Pointing records:
..............................
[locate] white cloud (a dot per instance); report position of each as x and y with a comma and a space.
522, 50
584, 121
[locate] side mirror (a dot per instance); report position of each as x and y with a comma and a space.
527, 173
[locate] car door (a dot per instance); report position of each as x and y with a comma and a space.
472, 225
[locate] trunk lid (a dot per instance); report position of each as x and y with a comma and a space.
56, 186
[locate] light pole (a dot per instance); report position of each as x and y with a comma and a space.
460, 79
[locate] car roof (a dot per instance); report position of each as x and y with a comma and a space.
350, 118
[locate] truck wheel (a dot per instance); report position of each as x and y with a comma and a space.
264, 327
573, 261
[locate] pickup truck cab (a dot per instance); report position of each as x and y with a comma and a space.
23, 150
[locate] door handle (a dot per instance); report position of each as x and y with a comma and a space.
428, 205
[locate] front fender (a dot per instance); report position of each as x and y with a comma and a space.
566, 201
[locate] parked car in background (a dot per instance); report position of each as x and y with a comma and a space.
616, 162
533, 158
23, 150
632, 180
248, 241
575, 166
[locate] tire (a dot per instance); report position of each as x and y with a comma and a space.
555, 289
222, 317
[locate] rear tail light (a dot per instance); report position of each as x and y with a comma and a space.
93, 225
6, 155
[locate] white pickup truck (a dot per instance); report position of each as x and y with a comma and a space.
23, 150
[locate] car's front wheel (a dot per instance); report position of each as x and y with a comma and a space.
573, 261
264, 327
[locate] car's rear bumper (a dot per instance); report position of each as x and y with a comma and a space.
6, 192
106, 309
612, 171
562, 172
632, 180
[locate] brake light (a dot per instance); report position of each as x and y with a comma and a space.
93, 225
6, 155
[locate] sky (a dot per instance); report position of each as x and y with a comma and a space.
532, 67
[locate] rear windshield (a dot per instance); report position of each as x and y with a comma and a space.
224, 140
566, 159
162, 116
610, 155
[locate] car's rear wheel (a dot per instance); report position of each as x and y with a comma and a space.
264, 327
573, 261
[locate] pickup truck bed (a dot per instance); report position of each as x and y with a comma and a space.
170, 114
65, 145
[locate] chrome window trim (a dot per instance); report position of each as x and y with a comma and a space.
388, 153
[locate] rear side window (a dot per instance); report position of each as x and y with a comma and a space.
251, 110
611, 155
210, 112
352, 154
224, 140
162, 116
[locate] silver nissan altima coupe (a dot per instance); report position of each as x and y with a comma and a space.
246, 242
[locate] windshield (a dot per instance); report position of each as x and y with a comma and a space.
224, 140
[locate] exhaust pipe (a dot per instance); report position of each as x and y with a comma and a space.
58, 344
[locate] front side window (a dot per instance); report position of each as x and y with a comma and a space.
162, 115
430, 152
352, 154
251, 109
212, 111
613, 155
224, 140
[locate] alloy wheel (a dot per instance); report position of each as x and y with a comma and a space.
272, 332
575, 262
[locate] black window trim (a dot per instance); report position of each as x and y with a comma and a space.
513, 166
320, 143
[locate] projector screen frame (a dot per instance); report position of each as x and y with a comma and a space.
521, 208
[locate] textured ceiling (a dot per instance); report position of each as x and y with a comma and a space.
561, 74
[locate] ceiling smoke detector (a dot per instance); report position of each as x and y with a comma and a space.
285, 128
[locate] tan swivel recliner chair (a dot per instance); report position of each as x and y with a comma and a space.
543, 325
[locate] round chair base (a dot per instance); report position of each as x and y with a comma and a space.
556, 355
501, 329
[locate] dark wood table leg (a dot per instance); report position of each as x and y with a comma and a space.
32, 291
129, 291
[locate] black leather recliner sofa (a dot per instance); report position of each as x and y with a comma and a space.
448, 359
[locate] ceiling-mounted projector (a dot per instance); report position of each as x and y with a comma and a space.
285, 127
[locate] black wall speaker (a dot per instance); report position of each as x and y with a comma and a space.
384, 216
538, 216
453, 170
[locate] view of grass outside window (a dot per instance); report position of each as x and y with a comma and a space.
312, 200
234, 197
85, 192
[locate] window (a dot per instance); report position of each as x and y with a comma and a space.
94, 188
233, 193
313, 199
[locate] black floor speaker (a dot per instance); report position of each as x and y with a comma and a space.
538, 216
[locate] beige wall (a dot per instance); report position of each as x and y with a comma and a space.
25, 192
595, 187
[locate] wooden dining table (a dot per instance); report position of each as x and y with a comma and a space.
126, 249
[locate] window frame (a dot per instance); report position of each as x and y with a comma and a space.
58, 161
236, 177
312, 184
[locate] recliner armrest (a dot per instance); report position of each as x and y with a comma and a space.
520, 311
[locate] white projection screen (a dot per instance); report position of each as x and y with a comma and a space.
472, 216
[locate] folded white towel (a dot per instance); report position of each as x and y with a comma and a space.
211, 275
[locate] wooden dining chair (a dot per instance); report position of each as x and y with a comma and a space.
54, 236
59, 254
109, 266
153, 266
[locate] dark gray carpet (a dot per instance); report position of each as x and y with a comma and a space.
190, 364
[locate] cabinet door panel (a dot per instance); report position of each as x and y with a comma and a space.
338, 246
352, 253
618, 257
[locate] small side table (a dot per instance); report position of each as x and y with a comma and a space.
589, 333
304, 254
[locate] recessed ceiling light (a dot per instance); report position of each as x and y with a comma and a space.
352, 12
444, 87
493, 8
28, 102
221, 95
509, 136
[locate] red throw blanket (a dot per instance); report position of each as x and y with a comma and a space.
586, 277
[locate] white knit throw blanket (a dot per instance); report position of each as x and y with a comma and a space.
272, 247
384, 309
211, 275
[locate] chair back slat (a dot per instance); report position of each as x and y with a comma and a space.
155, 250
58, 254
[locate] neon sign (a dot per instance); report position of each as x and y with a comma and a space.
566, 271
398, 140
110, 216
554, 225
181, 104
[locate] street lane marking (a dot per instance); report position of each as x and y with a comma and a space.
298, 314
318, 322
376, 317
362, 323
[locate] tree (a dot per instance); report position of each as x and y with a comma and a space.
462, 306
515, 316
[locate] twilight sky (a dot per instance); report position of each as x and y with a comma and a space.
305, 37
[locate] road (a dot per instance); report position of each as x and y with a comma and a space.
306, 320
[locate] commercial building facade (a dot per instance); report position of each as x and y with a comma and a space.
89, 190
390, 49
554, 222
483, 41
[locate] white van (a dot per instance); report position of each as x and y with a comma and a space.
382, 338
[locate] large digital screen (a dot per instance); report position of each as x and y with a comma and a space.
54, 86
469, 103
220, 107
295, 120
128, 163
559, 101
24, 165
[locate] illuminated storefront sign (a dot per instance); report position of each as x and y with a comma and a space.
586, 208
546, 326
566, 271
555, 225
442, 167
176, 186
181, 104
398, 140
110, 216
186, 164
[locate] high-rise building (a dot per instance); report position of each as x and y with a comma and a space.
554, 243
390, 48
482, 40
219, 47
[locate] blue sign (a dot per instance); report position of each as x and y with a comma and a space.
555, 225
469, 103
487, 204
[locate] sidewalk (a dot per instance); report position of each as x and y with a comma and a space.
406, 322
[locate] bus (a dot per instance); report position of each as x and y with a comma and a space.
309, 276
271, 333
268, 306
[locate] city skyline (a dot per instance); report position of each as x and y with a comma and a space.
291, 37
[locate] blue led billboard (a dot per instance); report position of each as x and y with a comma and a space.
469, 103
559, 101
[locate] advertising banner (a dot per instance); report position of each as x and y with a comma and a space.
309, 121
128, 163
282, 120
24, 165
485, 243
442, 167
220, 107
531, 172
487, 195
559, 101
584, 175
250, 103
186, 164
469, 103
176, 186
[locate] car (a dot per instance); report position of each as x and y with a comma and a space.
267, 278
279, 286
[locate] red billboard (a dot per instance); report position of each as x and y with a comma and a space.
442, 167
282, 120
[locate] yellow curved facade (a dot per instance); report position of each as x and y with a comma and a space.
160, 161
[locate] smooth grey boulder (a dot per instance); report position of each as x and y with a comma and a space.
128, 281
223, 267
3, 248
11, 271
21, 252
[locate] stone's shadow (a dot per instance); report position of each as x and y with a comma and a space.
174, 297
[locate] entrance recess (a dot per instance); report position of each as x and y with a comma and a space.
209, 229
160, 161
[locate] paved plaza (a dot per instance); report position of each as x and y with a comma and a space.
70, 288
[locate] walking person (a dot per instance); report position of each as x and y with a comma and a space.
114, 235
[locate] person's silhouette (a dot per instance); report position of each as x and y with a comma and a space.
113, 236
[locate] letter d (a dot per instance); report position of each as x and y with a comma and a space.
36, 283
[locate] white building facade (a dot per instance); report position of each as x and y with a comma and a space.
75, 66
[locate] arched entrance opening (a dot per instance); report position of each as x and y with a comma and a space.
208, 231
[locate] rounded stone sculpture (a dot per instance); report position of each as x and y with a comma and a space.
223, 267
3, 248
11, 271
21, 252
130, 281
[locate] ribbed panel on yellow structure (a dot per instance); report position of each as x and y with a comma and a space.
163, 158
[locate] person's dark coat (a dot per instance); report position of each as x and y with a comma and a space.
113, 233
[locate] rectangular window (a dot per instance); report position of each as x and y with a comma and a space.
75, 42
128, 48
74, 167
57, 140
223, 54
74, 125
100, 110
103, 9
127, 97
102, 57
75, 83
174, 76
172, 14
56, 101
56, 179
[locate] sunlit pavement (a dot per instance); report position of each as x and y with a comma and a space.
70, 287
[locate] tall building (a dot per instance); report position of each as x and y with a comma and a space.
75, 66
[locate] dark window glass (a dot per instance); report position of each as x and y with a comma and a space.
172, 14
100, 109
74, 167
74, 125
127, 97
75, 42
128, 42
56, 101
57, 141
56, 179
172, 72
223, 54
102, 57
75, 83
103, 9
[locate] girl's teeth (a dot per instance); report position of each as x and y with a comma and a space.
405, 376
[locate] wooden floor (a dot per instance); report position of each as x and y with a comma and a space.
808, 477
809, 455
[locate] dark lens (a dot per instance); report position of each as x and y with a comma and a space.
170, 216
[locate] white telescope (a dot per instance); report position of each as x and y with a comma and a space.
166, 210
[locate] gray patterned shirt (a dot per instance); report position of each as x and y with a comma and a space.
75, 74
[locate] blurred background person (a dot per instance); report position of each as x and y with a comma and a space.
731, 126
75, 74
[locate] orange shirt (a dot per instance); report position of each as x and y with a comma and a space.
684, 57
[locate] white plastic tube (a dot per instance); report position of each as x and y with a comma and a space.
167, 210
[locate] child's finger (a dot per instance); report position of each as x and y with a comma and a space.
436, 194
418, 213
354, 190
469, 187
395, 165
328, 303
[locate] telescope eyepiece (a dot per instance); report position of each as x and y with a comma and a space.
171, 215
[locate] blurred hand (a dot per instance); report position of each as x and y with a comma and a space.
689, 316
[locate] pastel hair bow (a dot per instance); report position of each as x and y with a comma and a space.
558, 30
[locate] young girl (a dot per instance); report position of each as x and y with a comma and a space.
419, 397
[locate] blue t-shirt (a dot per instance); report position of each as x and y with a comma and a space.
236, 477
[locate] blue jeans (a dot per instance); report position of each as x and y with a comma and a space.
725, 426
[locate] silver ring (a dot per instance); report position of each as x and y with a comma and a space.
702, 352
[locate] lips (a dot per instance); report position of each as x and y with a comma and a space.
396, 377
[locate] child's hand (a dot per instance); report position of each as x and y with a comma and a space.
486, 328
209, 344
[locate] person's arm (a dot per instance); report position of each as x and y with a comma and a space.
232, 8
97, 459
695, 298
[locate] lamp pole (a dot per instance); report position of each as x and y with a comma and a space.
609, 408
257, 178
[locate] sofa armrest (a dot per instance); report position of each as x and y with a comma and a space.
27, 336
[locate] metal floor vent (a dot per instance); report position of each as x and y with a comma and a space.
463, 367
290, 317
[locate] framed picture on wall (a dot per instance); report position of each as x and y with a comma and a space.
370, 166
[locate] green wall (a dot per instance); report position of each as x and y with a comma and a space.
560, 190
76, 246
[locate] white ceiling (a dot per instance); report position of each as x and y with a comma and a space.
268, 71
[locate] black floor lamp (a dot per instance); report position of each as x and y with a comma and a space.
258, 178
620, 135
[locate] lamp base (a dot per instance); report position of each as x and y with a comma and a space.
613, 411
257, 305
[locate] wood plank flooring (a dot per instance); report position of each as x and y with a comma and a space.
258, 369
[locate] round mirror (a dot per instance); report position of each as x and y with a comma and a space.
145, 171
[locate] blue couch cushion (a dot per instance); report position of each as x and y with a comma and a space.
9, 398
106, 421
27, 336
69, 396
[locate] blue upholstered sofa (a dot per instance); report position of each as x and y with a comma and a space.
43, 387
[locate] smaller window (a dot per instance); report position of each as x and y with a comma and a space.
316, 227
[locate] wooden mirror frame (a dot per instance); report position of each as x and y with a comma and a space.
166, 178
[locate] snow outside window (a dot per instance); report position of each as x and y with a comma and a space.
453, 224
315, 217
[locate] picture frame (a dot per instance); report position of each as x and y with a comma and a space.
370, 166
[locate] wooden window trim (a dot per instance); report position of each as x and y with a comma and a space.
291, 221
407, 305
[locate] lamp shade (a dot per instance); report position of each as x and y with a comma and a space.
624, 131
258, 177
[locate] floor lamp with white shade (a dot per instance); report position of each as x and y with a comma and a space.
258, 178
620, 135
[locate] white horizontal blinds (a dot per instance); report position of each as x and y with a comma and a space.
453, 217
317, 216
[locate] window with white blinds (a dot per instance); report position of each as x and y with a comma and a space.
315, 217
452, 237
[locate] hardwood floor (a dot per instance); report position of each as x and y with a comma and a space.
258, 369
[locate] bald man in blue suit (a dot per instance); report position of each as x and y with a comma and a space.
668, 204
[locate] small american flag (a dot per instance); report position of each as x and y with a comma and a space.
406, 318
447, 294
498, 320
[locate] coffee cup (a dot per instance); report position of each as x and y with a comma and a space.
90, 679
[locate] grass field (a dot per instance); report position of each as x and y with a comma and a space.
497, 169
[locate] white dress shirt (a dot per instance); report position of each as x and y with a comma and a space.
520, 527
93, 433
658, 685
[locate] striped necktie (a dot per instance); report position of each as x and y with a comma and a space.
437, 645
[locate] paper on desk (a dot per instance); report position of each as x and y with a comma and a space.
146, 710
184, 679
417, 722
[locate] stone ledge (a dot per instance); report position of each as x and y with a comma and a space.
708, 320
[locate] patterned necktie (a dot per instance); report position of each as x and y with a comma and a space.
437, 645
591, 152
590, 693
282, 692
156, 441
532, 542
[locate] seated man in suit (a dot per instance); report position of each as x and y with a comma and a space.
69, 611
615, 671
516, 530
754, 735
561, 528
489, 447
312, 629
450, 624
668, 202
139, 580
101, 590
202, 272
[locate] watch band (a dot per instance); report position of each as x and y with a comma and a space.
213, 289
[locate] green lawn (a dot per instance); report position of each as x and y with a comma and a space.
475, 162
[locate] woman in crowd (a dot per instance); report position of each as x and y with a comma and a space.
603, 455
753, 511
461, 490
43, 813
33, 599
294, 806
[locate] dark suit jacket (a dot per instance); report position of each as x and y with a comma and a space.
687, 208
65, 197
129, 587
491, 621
..............................
» WHAT TO WORK ON:
Each line from the one containing "[locate] hardwood floor" to the end of the listing above should be copied exactly, and nothing else.

» SOLUTION FOR THIS PROBLEM:
[locate] hardwood floor (a dot per instance); report position of each as x and y with a comma and a space.
258, 369
[locate] bald man in blue suit (a dot per instance); report position of each as x and y with a comma and a space.
668, 204
[locate] small american flag (a dot per instance); report position of each as x and y with a comma and a space.
406, 318
447, 294
498, 320
[locate] coffee cup (a dot per instance); report position of each as x and y with a comma and a space.
90, 679
[locate] grass field (a dot per instance); report position of each as x and y with a comma and a space.
497, 169
[locate] white dress shirt (a dot per instance); report position of each as x and y with a comma and a space.
520, 527
93, 433
658, 685
[locate] striped necktie (a dot per instance); report position of each as x and y with a comma and a space.
437, 645
[locate] paper on desk (a dot per instance); report position of each as x and y with a comma and a space.
146, 710
184, 679
417, 722
[locate] stone ledge (a dot per instance); report position of each as x and y with a comma and a space.
708, 320
[locate] patterned necktie (a dot per instance); report position of each as x and y with a comma and a space.
437, 645
591, 152
590, 693
282, 692
156, 441
532, 542
[locate] seated man in suit (a dot per instance); report position of each as x and y with a comma and a space.
69, 611
615, 671
516, 530
754, 735
561, 528
489, 447
312, 629
450, 624
668, 202
139, 580
101, 590
202, 272
[locate] watch band (a dot per instance); report position of each as x and y with a comma and a space.
213, 289
[locate] green lawn (a dot per instance); report position of each as x and y with a comma and a space.
475, 162
[locate] woman in crowd (a dot per instance); report position of each as x and y with a comma and a space.
603, 455
753, 511
461, 490
43, 813
33, 599
294, 806
[locate] dark suit jacket (a dot per instance); report position of each as x and y with a comma and a space.
687, 208
65, 197
129, 587
491, 621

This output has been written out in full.